====== Given text
NERC-CEH / plankton_ml

A project for image processing and analysis pipelines for plankton sampling
GNU General Public License v3.0
0 stars 1 forks source link

Apply model explainability tools to the images output by similarity search #6

Closed metazool closed 2 months ago

metazool commented 4 months ago

Exploration of model explainability techniques using the prediction capabilities of the CEFAS model, in complement to using it as a source of embeddings.

E.g. we take the images resulting from a similarity search of the embeddings, make predictions with the original model and look at the visual features that influenced the predictions

SHAP / LIME are the ones I'm familiar with but there's a whole toolbox in the Captum API - suggestions of approaches that worked well during development of AMI-system would be appreciated, @albags !

metazool commented 4 months ago

A quick note on this as I may not make time to finish the branch, to the extent worth doing so, this week

Initial output was a lot more inconclusive than i'd hoped for. Could be a range of reasons including

  1. the plankton-cefas ResNet model is undercooked (is there any info about how it was trained?)
  2. its classification mode is a poor fit for our data (unsurprisingly)
============
====== Raw records
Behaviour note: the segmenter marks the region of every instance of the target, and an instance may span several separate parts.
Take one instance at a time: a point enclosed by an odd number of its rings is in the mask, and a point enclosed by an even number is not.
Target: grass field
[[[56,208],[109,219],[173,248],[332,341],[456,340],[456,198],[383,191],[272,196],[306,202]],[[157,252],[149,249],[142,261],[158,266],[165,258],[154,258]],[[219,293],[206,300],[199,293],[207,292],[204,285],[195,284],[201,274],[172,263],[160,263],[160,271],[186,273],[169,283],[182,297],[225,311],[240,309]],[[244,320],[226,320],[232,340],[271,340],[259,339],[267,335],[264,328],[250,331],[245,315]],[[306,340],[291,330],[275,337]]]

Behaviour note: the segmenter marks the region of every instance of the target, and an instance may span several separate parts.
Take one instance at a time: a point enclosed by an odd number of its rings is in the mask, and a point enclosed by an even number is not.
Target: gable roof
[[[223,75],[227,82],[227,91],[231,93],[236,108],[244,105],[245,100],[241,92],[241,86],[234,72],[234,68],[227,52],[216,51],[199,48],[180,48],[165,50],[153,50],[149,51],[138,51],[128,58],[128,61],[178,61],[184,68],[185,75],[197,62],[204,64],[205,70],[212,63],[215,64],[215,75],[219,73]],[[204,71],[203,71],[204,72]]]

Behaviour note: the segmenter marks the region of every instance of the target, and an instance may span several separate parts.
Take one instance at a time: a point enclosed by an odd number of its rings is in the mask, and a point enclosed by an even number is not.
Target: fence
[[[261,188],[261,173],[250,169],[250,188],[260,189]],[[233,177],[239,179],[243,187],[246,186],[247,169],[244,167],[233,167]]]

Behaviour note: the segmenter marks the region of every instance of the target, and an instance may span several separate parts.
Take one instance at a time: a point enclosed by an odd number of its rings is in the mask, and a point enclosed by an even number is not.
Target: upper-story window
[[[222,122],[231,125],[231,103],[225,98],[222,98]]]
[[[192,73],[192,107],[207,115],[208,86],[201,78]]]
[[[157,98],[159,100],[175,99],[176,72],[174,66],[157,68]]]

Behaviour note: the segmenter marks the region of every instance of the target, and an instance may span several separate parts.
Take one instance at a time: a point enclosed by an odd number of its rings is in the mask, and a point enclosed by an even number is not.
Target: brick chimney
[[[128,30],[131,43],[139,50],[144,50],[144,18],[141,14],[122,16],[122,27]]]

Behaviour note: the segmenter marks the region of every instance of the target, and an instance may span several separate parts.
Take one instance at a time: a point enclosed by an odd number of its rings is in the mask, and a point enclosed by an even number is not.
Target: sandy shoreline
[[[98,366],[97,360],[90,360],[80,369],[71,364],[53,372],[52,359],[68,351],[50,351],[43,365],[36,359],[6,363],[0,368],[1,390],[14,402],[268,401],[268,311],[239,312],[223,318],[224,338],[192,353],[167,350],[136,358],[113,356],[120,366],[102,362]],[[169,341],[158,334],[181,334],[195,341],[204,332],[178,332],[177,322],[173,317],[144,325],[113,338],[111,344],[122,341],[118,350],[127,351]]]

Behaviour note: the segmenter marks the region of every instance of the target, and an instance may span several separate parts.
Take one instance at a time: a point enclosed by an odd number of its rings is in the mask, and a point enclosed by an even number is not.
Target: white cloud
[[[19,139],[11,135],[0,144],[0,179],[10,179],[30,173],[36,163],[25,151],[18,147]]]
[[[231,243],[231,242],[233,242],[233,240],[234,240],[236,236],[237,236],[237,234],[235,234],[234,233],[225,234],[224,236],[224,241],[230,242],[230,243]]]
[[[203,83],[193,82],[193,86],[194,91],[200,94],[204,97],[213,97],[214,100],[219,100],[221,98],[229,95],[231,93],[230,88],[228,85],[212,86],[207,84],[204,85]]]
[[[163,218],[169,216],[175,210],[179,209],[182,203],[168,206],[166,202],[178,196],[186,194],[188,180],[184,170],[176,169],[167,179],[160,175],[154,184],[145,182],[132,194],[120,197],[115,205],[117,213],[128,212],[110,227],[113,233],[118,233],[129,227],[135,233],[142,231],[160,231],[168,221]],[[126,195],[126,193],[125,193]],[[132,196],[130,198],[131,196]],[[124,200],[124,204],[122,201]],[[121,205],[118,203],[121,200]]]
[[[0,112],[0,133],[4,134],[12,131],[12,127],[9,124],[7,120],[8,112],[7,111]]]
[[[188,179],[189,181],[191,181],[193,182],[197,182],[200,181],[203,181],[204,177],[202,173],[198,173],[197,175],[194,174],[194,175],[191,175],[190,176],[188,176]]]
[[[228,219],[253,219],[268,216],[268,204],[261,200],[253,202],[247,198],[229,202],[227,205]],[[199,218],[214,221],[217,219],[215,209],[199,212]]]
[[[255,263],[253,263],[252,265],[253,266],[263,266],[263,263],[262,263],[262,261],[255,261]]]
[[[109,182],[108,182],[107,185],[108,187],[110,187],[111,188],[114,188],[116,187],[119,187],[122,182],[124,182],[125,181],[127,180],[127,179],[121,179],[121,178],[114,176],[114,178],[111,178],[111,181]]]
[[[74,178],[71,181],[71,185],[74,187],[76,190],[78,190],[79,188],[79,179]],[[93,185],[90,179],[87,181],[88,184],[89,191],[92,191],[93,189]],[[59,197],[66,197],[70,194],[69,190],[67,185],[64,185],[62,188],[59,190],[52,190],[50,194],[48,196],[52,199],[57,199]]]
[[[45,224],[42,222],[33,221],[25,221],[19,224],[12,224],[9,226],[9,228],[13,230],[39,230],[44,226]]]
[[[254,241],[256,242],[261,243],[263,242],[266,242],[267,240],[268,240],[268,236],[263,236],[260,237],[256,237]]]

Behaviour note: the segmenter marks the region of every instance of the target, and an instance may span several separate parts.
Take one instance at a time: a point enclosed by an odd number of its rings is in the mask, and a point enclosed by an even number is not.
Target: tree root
============
## [Task goal]
In the plankton_ml issue thread, which two explainability tools does the person who opened the issue say they are familiar with?

## [Output of the exercise]
SHAP and LIME.